*TEXT PROVIDED*.
Friday, January 6, 2012

Is it hot in here, or is it just me?

Written Wednesday January 4th

I realized shortly after my mother's stroke that I would be in danger if I allowed myself to continue as high-anxiety over the various property dealings and stresses surrounding her care as I initially allowed myself to be, and I thought that I had gotten it under control. But ever since I returned from California, I've been plagued with health blips, one on the heels of the other. First, tonsillitis that came home with me from L.A. and wouldn't leave, then the flu, and now this recurrent bout of pelvic pain. Despite my Zen aspirations, I remain very frightened every time I have any kind of persistent new symptom. My fear of anything indicating a possible recurrence or metastasis drives my anxiety despite my attempts to tell myself to be in the present, focusing on what is right and well and functioning normally, and expect to heal normally. To see these recent health dips as just part of the rhythm of life. Gotta stop freaking out and live the way I envision myself living, the way the me-in-my-mind lives.

I never used to like medication, but I'm glad to have some tonight. It's probably either a bladder infection or a kidney stone. Either way, it's a lot better with meds.

Monday, January 2, 2012

Happy Freaking New Year

I am so glad to welcome 2012. Ready for a great year, and always trying to become more calm, more Zen, more able to appreciate the wonderful things in my life that often get overlooked while trying to just keep up with everyday details.

I started having some really intense bladder pain on Friday evening; not the usual burning on urination that usually accompanies a bladder infection but spasms and pressure and actual pain. I think it was an exacerbation of interstitial cystitis, which hasn't bothered me in ages, but after eating lots of chocolate and drinking far too little water and more coffee than usual over the holidays, I assume I aggravated my bladder. Spent the day Saturday preparing for our party and drinking tons of Evian and a homeopathic remedy and the strategy seemed to work for me, but I didn't do the midnight champagne thing. I felt enough better by yesterday to enjoy a little wine at my party but am ready to back off the celebratory eating and drinking and get back to my usual constraints anyway. Up early and off to work again tomorrow.

Seems like there is so much illness all around me...every time I take any time to peruse Facebook, which is rare, I find that some friend of mine has had a major health event or has passed away. This time of year it seems that the reports increase. It's hard to keep my spirits up over the holidays, and I'm trying not to fall into an expectation of bad news when the season rolls around. This time, I'm feeling really grateful that although my father has been recently diagnosed with Lymphoma, his pathology indicates a form of the disease that people generally manage well and that doesn't require treatment. That's my attempt to make lemonade here, and to try to focus on the positive. I know Dad is scared, and of course I know first hand how hard it is to reconcile that news that Cancer of any form is now part of one's health history. It's a shock, and an emotional experience that requires several stages of assimilation, like grief. I hope that he is able to achieve some peace about the diagnosis and not to focus on the fear-factor. So many of us are surviving with cancer and living quality lives.  I just hate for him that he had to join the survival team of our family; guess he couldn't stand to be left out!

*STUDY MATERIAL*.
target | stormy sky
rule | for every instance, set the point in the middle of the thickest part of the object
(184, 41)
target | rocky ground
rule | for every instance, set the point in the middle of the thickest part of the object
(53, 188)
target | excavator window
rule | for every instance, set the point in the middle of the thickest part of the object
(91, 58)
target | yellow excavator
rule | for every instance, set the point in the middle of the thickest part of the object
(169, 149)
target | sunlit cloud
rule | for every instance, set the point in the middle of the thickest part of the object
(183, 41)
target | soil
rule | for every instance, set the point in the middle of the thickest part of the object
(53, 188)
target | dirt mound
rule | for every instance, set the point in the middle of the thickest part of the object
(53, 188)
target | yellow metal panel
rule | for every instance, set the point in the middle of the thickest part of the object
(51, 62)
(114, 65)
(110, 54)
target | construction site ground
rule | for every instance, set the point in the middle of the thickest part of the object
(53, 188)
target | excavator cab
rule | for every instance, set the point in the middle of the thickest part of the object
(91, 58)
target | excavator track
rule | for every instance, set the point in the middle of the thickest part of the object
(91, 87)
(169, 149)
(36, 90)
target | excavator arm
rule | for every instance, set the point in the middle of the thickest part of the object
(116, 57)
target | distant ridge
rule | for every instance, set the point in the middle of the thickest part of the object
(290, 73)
==
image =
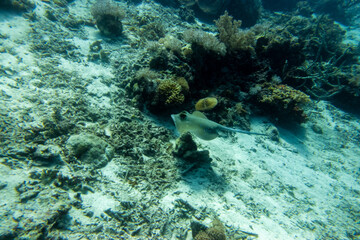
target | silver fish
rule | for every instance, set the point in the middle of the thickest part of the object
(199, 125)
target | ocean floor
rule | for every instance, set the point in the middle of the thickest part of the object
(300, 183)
* * *
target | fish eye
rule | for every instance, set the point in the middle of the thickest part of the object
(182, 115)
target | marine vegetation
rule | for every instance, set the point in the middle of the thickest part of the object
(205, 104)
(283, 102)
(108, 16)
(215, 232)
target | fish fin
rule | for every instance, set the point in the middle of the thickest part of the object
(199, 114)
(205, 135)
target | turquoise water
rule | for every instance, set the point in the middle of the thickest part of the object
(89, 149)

*EXERCISE BRIEF*.
Print the part of the journal entries between "I never used" and "better with meds.", inclusive. The items are separate from the journal entries and unrelated to them.

*WRITTEN SOLUTION*.
I never used to like medication, but I'm glad to have some tonight. It's probably either a bladder infection or a kidney stone. Either way, it's a lot better with meds.